____ Page

Router Top-K: Bound the nc_n_gather read range in rotational top-K to prevent uninitialized SBUF reads; sort rotational top-K output when sorted=True regardless of padding; use nl.maximum instead of nl.max in row quantization.
MLP CTE: Fixed access-pattern indexing.
MLP Backward MXFP8: Use BFLOAT16 SBUF sizing and per-matmul config; cap TILES_IN_LOAD_M/N by the DGT transpose limit.
Ring Attention: Use indirect DMA instead of register_store for rank-ID load in ring attention forward; chunk the forward/backward torch references to avoid OOM.
Conv3D: Fixed memory configuration in cases where total memory exceeded SBUF.
RMSNorm MX Quantize TKG: Refactored _spill_tiled_sb_to_hbm with TensorView to fix partition-stride validation.
KVDP Attention: Support strided replica groups.
Top-K Reduce: Updated to use 1-indexed token indices and handle sparse K.

Known Issues#

NKI Library (NKI-Lib) (Neuron 2.30.0 Release)#

Date of Release: 05/21/2026

What’s New#

This release adds 19 new experimental kernels spanning attention, convolution, MLP training, MoE, optimizer, padding, quantization, RNG, state-space models, and collective communication subkernels. It also introduces 3 new core kernels including segmented attention with block-based KV cache, KV-parallel prefill, and FP8 quantization. Existing kernels receive context parallelism support, QK-norm fusion, transposed input layouts, and expanded MX quantization paths. PyTorch reference implementations are added for 29 kernels.

New Core Kernels#

Attention Segmented CTE — Segmented attention computation with block-based KV cache and prefix caching support, processing the KV cache in configurable segments.
KV-Parallel Segmented Prefill — KV-parallel segmented prefill attention kernel. (Renamed to attention_kv_parallel_segmented_cte in 2.31.0.)

________

» Required actions
A: In the release notes, why was the nc_n_gather read range bounded in rotational top-K?
B: Reproduce from the release notes the stretch from "Top-K Reduce: Updated" through "for 29 kernels.".
C: Take the Neuron release notes further, picking up right after their last line.

____ Data section

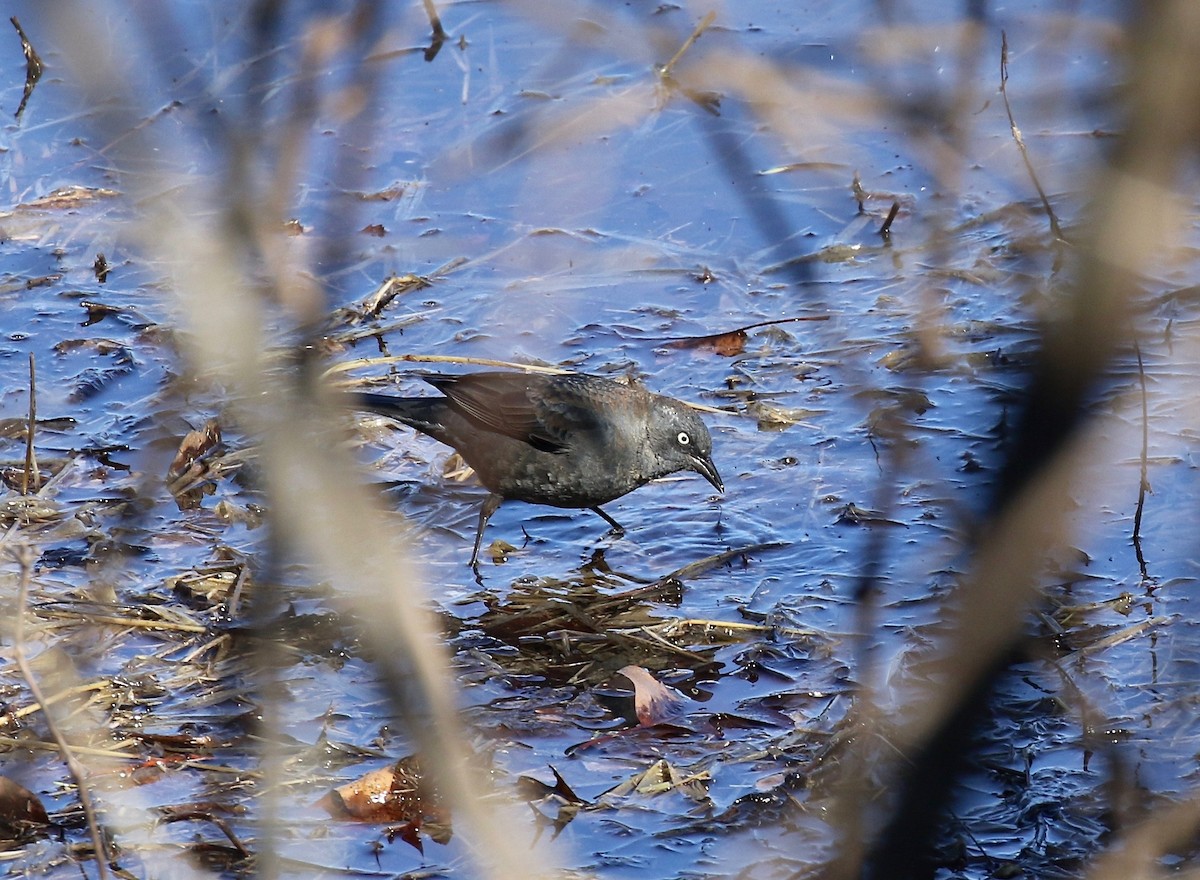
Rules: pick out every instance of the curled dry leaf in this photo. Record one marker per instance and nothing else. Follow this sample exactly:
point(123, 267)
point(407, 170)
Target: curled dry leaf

________

» Outputs by task
A: It was bounded to prevent uninitialized SBUF reads.

B:
Top-K Reduce: Updated to use 1-indexed token indices and handle sparse K.

Known Issues#

NKI Library (NKI-Lib) (Neuron 2.30.0 Release)#

Date of Release: 05/21/2026

What’s New#

This release adds 19 new experimental kernels spanning attention, convolution, MLP training, MoE, optimizer, padding, quantization, RNG, state-space models, and collective communication subkernels. It also introduces 3 new core kernels including segmented attention with block-based KV cache, KV-parallel prefill, and FP8 quantization. Existing kernels receive context parallelism support, QK-norm fusion, transposed input layouts, and expanded MX quantization paths. PyTorch reference implementations are added for 29 kernels.

C:
FP8 Quantize — Static and row-wise dynamic FP8 quantization kernels with pre-combined dequantization scale support.

New Experimental Kernels#

Ring Attention Forward — Ring attention forward pass for context parallelism across multiple workers using collective permute with latency hiding.
Ring Attention Backward — Ring attention backward pass SPMD kernel for context parallelism.
Conv3D — 3D convolution using tensor engine with K-replication strategy and W-contiguous tiling. Supports stride, padding, dilation, bias, and activation fusion.
Foreach Elementwise — Suite of fused elementwise kernels (add, sub, mul, div, addcdiv, addcmul, lerp, sqrt) with SPMD tiling.
Foreach Norm — L1, L2, and Linf norm computation kernels with SPMD parallelization.
Matmul MXFP8 — Generic matrix multiplication with MXFP8 quantization, supporting pre-quantized and BF16 inputs with LNC2 parallelization.
MLP Forward MXFP8 — MXFP8 SwiGLU MLP forward pass with optional activation checkpointing.
MLP Backward MXFP8 — MXFP8 SwiGLU MLP backward pass with 4-phase gradient computation and activation checkpointing.
MX MoE Block TKG Wrapper — Wrapper that bitcasts unsigned integer weights to MX x4 dtype before calling the MoE block kernel.
Fused Adam/AdamW — Fused Adam (L2 regularization) and AdamW (decoupled weight decay) optimizer kernels with AMSGrad support.
Pad — Multi-mode tensor padding (constant, replicate, reflect, circular) following PyTorch semantics.
Quantize MXFP8 — Block-wise BF16-to-MXFP8 quantization kernel with packed scale support.
RNG — Random number generation kernels using GPSIMD engine with state management.
Linear Scan — First-order linear recurrence computation along the last dimension.
Selective Scan — Selective scan (SSM) as in Mamba models.
SSD — State Space Duality scan for Mamba-2 models.

New Experimental Subkernels#

Argsort Unstable — Unstable argsort on 1D input buffer.
Build All-to-All-V Metadata — Builds metadata buffer for all_to_all_v collective from MoE routing decisions.
Permute Routed Tokens — Sorts tokens by expert and packs hidden states, affinities, and token indices for MoE dispatch.

Improvements#

Attention CTE: Added cp_striped_input for striped context parallelism and skip_output_normalization parameter.
Attention BWD: Added transpose_dv and cp_offset parameters for context parallelism support.
MLP: Added mode, mx_dummy_scale_hbm, transposed_in, and transposed_out parameters for expanded layout and quantization support.
MoE CTE: Added gate_up_proj_scale and down_proj_scale parameters for per-projection scaling.
MoE TKG: Added expert_gate_up_input_scale, expert_down_input_scale, input_dequant_scale, all_to_all_v_strategy, and outp_layout parameters. Replaced boolean sharding flags with LNCShardingStrategy enum.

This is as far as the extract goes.